## TASK DETAILS
In the records below, find the line containing "If you could identify the burned"; give it again exactly, along with every line that follows, and nothing else.

Dataset excerpts on object pointing:
/---
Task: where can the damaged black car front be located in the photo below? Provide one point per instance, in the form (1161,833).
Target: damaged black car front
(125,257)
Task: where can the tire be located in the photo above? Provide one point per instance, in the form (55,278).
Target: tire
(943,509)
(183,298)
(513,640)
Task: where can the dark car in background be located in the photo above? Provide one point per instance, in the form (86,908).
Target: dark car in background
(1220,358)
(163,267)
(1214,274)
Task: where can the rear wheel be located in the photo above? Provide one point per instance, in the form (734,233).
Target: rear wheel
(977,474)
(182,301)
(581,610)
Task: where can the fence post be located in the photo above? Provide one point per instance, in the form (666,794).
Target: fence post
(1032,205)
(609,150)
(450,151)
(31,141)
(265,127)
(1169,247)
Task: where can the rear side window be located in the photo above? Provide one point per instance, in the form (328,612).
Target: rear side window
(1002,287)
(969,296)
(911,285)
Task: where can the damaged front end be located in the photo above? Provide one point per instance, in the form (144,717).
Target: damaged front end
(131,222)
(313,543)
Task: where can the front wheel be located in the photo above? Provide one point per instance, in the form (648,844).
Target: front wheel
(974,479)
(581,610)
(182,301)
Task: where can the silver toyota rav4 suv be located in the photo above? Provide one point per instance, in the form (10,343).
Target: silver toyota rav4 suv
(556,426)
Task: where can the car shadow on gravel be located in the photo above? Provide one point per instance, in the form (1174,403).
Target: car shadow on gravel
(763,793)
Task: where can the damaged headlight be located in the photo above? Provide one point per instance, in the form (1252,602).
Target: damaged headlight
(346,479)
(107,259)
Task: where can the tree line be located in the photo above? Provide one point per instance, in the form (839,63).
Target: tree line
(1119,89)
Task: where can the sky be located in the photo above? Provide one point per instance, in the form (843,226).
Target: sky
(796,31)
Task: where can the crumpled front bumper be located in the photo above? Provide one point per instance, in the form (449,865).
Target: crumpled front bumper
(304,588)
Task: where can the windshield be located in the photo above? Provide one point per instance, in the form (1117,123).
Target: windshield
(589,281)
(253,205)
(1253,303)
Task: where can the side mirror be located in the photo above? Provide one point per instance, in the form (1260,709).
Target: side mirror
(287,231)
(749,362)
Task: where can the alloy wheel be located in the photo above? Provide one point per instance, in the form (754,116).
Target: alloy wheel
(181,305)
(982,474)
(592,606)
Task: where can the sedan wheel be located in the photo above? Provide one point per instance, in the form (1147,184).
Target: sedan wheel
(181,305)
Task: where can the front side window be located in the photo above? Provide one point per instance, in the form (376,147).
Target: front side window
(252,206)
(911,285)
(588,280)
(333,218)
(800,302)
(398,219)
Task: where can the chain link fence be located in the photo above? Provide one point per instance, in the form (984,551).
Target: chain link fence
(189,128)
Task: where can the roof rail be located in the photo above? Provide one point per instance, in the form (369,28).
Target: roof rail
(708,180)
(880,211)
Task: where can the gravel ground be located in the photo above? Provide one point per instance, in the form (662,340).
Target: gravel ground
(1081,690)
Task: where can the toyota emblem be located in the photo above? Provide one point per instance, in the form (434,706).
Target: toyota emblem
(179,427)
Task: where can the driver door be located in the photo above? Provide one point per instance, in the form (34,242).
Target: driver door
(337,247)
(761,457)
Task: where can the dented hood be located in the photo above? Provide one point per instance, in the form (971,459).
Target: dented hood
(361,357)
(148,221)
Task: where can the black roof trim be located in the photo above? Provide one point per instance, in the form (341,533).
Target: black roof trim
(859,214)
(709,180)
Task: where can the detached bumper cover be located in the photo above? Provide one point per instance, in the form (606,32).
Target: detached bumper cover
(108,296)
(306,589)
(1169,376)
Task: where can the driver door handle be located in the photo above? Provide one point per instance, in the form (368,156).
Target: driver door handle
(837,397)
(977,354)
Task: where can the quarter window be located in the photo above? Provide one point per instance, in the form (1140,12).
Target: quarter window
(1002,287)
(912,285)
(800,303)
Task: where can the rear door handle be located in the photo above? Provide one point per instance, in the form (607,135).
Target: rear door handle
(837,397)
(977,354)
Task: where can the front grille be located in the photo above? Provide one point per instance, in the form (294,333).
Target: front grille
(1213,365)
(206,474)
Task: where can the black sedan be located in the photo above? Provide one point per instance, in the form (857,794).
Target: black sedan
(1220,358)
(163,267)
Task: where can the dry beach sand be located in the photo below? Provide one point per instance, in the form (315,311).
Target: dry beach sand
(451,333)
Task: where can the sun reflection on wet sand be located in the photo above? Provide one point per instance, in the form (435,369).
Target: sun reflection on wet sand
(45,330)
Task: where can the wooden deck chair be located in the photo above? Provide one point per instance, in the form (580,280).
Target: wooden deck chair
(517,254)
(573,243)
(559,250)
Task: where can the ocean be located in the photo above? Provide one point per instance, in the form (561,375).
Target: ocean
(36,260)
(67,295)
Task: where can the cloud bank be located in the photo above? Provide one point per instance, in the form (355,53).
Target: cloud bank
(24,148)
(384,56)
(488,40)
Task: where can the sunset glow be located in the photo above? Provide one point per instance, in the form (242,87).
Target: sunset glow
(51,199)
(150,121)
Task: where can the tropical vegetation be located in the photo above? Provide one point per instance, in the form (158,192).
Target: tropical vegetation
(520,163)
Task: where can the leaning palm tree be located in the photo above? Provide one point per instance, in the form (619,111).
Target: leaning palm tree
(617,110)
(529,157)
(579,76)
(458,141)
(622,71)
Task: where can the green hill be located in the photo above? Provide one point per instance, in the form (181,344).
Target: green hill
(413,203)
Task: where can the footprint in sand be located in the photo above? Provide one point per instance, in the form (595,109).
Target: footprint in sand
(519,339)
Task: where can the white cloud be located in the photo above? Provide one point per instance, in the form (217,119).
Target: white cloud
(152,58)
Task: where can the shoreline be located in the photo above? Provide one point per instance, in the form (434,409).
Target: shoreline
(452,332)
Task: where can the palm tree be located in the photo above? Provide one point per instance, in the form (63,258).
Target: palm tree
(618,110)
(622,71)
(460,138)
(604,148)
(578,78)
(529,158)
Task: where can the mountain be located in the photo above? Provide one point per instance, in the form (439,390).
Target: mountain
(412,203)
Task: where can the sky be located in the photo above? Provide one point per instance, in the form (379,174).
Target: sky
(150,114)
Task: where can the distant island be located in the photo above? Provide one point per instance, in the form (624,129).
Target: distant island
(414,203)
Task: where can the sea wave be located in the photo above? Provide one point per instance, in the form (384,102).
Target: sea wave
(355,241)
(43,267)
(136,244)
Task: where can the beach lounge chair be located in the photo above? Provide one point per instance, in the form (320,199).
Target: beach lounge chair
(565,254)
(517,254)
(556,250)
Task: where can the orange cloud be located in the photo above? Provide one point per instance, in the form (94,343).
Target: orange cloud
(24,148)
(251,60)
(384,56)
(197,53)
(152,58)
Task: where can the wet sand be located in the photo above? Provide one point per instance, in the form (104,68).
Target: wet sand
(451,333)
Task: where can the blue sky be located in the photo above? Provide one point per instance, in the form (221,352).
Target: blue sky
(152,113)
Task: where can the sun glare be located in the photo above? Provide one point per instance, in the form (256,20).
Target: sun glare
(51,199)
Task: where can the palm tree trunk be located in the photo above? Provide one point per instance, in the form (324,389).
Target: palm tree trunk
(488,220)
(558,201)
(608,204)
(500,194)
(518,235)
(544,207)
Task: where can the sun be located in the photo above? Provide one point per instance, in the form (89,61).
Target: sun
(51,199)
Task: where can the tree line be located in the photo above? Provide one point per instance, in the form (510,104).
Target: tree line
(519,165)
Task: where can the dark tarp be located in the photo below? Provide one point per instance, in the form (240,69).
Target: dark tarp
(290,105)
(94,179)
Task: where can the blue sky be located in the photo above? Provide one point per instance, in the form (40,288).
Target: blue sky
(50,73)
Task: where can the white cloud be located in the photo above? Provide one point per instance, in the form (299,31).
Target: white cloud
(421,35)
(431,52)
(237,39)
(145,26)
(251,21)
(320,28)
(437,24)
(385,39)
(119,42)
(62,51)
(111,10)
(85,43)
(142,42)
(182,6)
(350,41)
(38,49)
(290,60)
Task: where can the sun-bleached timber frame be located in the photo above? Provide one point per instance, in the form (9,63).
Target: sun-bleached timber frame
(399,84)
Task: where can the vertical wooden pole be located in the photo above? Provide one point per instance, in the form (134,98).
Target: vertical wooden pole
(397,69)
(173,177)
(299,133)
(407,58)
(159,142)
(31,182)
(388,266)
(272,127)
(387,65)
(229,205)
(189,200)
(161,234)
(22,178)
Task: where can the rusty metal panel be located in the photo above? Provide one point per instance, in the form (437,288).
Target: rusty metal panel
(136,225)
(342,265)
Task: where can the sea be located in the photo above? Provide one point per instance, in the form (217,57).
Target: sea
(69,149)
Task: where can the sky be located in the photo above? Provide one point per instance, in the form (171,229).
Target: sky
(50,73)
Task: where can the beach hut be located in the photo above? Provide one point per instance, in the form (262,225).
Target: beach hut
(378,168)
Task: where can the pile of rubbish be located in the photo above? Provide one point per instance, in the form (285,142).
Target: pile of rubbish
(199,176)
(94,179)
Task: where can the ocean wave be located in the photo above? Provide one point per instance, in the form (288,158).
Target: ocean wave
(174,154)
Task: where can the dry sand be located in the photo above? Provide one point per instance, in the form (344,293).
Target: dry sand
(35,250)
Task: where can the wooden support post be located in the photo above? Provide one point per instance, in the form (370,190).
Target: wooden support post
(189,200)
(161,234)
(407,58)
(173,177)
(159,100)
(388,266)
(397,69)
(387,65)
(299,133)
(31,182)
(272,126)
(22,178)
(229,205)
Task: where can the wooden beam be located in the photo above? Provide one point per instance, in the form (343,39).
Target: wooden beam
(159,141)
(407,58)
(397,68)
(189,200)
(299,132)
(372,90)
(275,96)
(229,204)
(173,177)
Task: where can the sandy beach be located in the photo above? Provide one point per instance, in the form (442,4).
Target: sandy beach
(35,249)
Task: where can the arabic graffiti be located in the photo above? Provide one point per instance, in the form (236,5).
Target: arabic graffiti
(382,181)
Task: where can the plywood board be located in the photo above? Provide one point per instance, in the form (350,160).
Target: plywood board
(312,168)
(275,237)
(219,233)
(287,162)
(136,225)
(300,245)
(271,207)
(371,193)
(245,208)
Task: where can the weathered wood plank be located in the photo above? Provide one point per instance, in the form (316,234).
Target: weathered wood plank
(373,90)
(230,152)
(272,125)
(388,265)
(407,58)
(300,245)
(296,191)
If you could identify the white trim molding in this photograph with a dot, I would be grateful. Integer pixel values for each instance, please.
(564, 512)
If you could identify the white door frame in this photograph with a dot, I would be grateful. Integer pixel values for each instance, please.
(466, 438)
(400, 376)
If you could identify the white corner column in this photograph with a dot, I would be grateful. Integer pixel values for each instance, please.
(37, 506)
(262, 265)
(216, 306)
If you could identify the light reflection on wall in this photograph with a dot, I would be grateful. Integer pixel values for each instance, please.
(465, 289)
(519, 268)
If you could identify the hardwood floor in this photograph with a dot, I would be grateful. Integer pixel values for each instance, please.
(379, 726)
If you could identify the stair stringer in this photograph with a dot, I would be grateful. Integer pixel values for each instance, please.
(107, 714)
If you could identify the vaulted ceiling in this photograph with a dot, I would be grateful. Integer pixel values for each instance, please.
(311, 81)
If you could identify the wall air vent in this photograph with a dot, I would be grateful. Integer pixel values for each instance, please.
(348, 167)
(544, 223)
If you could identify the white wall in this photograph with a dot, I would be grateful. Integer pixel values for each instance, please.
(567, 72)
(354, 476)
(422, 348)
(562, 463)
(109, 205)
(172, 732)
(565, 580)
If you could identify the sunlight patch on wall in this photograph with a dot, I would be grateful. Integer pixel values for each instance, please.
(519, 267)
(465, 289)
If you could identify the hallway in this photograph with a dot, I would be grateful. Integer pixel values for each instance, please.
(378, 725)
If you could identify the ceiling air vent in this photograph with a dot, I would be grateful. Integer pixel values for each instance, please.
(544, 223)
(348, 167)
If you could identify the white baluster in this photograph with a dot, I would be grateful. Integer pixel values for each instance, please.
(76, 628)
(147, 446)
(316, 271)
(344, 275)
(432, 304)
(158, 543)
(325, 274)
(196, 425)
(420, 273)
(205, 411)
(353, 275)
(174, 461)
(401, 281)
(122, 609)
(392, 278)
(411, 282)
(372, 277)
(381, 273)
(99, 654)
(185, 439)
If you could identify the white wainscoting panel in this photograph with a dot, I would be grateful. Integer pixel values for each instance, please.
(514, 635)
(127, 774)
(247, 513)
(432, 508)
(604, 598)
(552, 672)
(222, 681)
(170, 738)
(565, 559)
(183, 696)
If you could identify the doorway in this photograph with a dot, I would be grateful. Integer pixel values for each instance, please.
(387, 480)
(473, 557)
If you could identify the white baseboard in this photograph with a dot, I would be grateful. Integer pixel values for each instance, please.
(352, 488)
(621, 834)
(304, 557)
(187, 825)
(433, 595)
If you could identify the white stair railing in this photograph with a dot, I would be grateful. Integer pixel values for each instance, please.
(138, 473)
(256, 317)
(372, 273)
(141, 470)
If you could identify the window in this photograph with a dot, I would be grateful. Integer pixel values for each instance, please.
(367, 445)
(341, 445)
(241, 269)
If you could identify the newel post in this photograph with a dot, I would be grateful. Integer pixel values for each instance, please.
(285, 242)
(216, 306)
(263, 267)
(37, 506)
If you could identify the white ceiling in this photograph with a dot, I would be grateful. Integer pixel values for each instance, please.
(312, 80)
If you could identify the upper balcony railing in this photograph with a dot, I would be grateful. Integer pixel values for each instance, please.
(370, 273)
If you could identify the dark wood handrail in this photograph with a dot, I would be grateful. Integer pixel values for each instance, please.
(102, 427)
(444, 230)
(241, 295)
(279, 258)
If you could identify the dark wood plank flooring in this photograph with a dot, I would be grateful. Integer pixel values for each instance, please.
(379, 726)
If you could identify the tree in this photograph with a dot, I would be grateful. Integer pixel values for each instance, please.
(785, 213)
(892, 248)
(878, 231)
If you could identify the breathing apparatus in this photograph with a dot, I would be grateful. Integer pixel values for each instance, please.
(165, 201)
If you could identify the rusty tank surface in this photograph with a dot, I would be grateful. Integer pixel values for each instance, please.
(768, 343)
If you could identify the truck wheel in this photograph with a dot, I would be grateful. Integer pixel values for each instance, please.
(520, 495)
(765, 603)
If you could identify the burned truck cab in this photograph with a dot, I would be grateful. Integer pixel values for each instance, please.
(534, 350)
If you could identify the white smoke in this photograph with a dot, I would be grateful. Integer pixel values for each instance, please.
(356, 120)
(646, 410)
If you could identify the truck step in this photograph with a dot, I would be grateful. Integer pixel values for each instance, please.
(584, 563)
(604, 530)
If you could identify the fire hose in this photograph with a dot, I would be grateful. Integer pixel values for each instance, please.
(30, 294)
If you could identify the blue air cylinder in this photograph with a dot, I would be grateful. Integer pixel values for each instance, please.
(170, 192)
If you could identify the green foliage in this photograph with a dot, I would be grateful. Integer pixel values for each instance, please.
\---
## RESULT BELOW
If you could identify the burned truck cab in this photograph with a dot, I would be grateful. Integer pixel values for each instance, please.
(534, 350)
If you could identify the white smoke in this photograph with a dot, I would be grateful. Integer pixel values for each instance, please.
(356, 120)
(646, 410)
If you could identify the truck step in this photograph with a dot, I would be grateful. Integer pixel values for each instance, please.
(584, 563)
(604, 530)
If you could identify the fire hose in this photograph with a dot, I would be grateful. Integer pixel values for each instance, please.
(30, 294)
If you could identify the blue air cylinder in this photograph with a dot, I would be grateful. Integer pixel values for each instance, please.
(170, 192)
If you could identify the green foliage in this photograph with a dot, I would be grateful. Integer pixel values for each instance, please.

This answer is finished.